▶ Document text
------------------------

Connect with us

Capital Markets

Five questions about Ashley Alder’s crypto regulation

The Hong Kong SFC chief is regulating all virtual-asset business, raising big questions for the industry’s future.

HK image: Photo by Sean Foley on Unsplash

Published

on

Ashley Alder, CEO of the Hong Kong Securities and Futures Commission, has just announced a sweeping change to regulation that will bring all “virtual asset” activities under his purview.

This is in keeping with global trends to regulate crypto but goes further. The SFC will issue a consultation paper. Its contents and scope will begin to answer some big questions about what this means for the budding crypto industry – in Hong Kong and beyond.

First, what did Alder say?

Go back to last year’s Hong Kong Fintech Festival, when he announced the SFC would regulate any virtual assets that it could characterize as securities.

This opened the door to regulating crypto exchanges that catered only to professional investors (institutions and wealthy individuals), but left alone firms involved in non-securities cryptocurrencies such as Bitcoin and Ethereum.

It could also make Hong Kong even more attractive for trading digital fiat currencies, such as China’s e-CNY, now in pilot tests.

Since then, the SFC has granted an approval-in-principle license to OSL, a digital-asset platform operated by HKEX-listed BC Technology Group. Arrano Capital also became the first licensed asset manager to offer cryptocurrency investment products.

However, this “opt-in” approach has its limitations. Operators of centralized digital exchanges can remain outside of SFC’s purview if they avoid securities assets.

During that same speech a year ago, Alder made clear his displeasure with some of these unregulated venues, particularly in the derivatives space.

Since that time, some of these platforms have come under a cloud: BitMEX, domiciled in Seychelles but operating out of Hong Kong’s Cheung Kong Center, has been accused of money laundering by the U.S. Mainland Chinese authorities have detained Star Xu, founder of OKEx, domiciled in Malta but also operating in Hong Kong (for reasons that are not clear).

After a year of study, the SFC has hit upon a means to bring these unregulated venues to heel: it interprets its adherence to anti-money laundering precepts under the international Financial Action Task Force as meaning SFC must supervise any provider of virtual-asset financial services that either operates in Hong Kong, or markets to Hong Kong residents.

Hugh Madden, CEO of BC Technology Group, said the announcement will affect the majority of players in Hong Kong’s crypto industry. “There are not many institutionally focused firms like us,” he said.

“Today we will propose a new licensing regime under the Anti Money Laundering Ordinance for platforms trading any type of crypto asset,” Alder said at this year’s Hong Kong Fintech Week. Failure to obtain an SFC license to operate or market to residents in the city will be an offense.

What do licensed firms have to do?

Getting licensed means the SFC can assess businesses, ensure compliance, and enforce its rules. Applicants will have to assure the SFC of their financial resources, business experience, and operational soundness. 

Clara Chiu, director of licensing for intermediaries at SFC, says the SFC will be empowered to license and supervise virtual-asset exchanges trading assets that aren’t securities.

Licensing and conduct requirements will be similar to the existing regime for licensed providers, including restrictions from servicing retail investors, at least for now.

“We expect licensed participants to segregate client assets from their own; to ensure keys to wallets are managed properly; and we will have the power to deal with possible market manipulation,” she said. “If there are serious breaches, there will be intervention and restrictions placed on their business.”

Those firms such as OSL or Arrano that are already licensed under the existing regime will not be required to seek an additional license.

------------------------

(Pointing dataset excerpts)
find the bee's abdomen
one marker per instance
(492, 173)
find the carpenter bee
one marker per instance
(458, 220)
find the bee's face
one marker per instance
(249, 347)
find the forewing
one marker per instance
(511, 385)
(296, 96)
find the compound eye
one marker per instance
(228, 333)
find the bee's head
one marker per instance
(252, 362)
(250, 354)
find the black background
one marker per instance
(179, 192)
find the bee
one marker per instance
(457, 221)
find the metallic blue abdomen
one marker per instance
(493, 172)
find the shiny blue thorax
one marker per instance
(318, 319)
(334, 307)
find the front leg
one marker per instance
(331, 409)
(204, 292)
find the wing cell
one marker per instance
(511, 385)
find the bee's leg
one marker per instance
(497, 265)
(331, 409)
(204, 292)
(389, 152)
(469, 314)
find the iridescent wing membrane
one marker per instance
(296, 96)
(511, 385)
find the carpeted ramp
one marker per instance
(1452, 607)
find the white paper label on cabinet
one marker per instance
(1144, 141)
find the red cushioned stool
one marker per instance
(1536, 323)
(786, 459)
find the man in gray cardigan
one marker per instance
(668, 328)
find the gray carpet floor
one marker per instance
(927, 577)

------------------------

▶ Exercise tasks
1/ Repeat word for word the passage of the crypto regulation article from "After a year" to "have to do?".
2/ Turn the lines of the listing, from the line with "find the forewing" to the line with "(1144, 141)", into a numbered list, skipping any blank lines.
The article and the listing have no connection to each other.

▶ The replies
1/
After a year of study, the SFC has hit upon a means to bring these unregulated venues to heel: it interprets its adherence to anti-money laundering precepts under the international Financial Action Task Force as meaning SFC must supervise any provider of virtual-asset financial services that either operates in Hong Kong, or markets to Hong Kong residents.

Hugh Madden, CEO of BC Technology Group, said the announcement will affect the majority of players in Hong Kong’s crypto industry. “There are not many institutionally focused firms like us,” he said.

“Today we will propose a new licensing regime under the Anti Money Laundering Ordinance for platforms trading any type of crypto asset,” Alder said at this year’s Hong Kong Fintech Week. Failure to obtain an SFC license to operate or market to residents in the city will be an offense.

What do licensed firms have to do?

2/
1. find the forewing
2. one marker per instance
3. (511, 385)
4. (296, 96)
5. find the compound eye
6. one marker per instance
7. (228, 333)
8. find the bee's head
9. one marker per instance
10. (252, 362)
11. (250, 354)
12. find the black background
13. one marker per instance
14. (179, 192)
15. find the bee
16. one marker per instance
17. (457, 221)
18. find the metallic blue abdomen
19. one marker per instance
20. (493, 172)
21. find the shiny blue thorax
22. one marker per instance
23. (318, 319)
24. (334, 307)
25. find the front leg
26. one marker per instance
27. (331, 409)
28. (204, 292)
29. find the wing cell
30. one marker per instance
31. (511, 385)
32. find the bee's leg
33. one marker per instance
34. (497, 265)
35. (331, 409)
36. (204, 292)
37. (389, 152)
38. (469, 314)
39. find the iridescent wing membrane
40. one marker per instance
41. (296, 96)
42. (511, 385)
43. find the carpeted ramp
44. one marker per instance
45. (1452, 607)
46. find the white paper label on cabinet
47. one marker per instance
48. (1144, 141)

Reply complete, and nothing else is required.